**Task item**
Continue the article about Yoav Soen's critique of natural selection, starting after its final sentence.

**Document excerpt**
▬▬▬▬▬▬

Weizmann Institute professor Yoav Soen sheds light on nature’s way of facing unexpected problems
Prof. Yoav Soen sounds almost angry when he talks about the evolutionary concept of natural selection – or, more precisely, its total acceptance – suggesting it blinds people to thinking more broadly. Instead, they simply embrace the theory of evolution developed more than 150 years ago by Charles Darwin.
The blind allegiance to natural selection is a worldwide phenomenon, which is reflected in how research is conducted and scientific questions are explained, says the biomolecular scientist at the Weizmann Institute of Science, Rehovot.
“Natural selection has become something similar to religious faith – something that provides an answer for everything,” Soen says with frustration.
It’s hard to point an accusing finger at the ranks of believers in natural selection. After all, there is great logic to the idea that adaptation to surroundings is a process that occurs over a number of generations – through which the characteristics essential to survival are bequeathed to the next generation. The concept is embraced as the key to understanding the development of life on Earth over a period of at least three billion years.
That’s particularly true if you adopt the belief that evolution serves to further the survival of particular forms of life and enables them to multiply. Proponents of natural selection claim that nature is replete with examples in support of the theory.

▬▬▬▬▬▬

**Data extract**

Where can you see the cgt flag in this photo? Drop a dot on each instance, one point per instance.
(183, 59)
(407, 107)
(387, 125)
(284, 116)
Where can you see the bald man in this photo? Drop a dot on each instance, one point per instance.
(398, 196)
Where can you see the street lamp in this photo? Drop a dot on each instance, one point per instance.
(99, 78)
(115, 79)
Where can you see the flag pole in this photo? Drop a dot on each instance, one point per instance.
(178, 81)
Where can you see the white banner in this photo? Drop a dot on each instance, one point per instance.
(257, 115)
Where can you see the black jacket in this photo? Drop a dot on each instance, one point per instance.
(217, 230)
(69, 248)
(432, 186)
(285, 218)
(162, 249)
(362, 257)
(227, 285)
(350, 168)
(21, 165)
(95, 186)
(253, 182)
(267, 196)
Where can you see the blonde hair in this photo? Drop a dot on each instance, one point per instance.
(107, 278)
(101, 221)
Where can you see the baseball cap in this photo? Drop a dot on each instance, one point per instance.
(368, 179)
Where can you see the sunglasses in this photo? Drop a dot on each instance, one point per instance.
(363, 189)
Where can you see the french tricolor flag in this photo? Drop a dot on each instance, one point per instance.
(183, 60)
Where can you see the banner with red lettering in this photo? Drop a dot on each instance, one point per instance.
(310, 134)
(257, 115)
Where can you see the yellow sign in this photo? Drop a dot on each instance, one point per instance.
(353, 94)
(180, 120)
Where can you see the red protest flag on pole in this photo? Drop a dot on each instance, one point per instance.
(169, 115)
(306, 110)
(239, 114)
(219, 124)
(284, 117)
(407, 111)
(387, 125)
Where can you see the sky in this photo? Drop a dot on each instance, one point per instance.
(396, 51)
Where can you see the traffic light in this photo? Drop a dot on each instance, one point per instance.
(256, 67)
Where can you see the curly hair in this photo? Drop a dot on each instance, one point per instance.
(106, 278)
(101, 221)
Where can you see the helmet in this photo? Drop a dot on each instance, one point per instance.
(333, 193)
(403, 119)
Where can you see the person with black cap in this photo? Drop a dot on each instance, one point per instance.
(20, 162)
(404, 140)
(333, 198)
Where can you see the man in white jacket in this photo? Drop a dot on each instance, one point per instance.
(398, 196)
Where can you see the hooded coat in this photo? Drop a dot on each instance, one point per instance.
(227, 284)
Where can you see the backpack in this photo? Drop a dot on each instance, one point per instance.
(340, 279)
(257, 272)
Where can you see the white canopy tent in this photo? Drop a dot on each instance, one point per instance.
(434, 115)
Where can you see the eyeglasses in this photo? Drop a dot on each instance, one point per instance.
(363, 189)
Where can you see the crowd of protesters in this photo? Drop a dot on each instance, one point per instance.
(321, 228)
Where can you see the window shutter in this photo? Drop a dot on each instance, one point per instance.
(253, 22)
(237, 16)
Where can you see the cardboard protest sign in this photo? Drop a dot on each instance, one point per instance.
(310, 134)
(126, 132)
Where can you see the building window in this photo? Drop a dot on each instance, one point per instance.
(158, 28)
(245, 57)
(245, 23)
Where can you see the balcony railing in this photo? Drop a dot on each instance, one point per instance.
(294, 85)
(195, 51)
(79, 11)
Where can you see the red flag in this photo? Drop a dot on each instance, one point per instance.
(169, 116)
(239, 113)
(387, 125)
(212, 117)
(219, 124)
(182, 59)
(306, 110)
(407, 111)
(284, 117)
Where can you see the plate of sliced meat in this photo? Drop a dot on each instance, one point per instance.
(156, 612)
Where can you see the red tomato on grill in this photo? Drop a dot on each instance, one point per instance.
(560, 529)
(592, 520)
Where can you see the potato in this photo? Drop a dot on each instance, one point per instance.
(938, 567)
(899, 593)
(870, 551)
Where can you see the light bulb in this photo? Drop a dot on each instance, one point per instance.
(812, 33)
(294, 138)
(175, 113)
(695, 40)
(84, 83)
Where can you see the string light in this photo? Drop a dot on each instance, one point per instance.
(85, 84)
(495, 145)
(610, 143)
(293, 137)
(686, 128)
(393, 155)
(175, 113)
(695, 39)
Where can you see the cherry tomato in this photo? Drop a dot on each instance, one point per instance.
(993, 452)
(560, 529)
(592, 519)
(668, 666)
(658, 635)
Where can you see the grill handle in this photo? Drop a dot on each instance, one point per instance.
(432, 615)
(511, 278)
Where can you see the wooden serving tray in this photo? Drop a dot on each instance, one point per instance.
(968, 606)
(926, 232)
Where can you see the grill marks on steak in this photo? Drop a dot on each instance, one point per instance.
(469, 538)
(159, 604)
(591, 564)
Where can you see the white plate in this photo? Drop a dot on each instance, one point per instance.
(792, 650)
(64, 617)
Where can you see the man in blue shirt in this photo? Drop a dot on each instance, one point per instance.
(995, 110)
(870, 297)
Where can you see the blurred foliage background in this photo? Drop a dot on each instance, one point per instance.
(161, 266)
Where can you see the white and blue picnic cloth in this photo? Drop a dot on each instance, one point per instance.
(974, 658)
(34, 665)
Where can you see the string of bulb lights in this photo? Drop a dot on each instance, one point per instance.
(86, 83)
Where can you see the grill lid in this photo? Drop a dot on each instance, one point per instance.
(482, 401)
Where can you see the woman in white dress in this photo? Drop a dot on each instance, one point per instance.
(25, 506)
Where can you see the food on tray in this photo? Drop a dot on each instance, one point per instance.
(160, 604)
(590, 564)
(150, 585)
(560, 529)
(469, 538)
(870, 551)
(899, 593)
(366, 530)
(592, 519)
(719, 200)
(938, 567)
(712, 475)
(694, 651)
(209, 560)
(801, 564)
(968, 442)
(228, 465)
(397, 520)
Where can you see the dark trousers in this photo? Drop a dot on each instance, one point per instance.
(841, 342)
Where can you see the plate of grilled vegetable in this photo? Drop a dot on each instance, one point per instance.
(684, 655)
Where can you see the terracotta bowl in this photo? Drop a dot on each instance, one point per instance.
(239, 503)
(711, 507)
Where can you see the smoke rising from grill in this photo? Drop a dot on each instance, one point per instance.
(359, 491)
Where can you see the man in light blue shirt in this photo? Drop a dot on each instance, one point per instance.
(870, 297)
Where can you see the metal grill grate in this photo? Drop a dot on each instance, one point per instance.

▬▬▬▬▬▬

**Output of the task**
Darwin developed the theory of natural selection in the mid-19th century while studying adaptation of large numbers of species, rather than focusing on each more specifically, and the theory alone does not fully explain the mechanisms involved in adaptation and changes in nature, Prof. Soen tells Haaretz. Evolution, he argues, is not limited to families of plants and animals, but also occurs inside individual living things – whether they are, say, cells, plants, horses or people.
The process of change doesn’t work like a Swiss watch, he says. Instead, it’s imprecise, taking unexpected directions.
The Weizmann Institute professor actually gravitated to his field of study from the world of physics, gaining his PhD in physics from the Technion – Israel Institute of Technology, Haifa, followed by postdoctoral work in biochemistry at Stanford University, California. He opened his Weizmann Institute lab in 2006. Soen says “amazement over the complexity of biological processes” was responsible for his shift in focus.
Soen’s surprising take on evolution – adaptive improvisation, as the theory is known – is the result of research conducted with Prof. Naama Brenner from the chemical engineering department at the Technion, and Technion doctoral student Hallel Schreier. It was published this April in the journal Nature Communications.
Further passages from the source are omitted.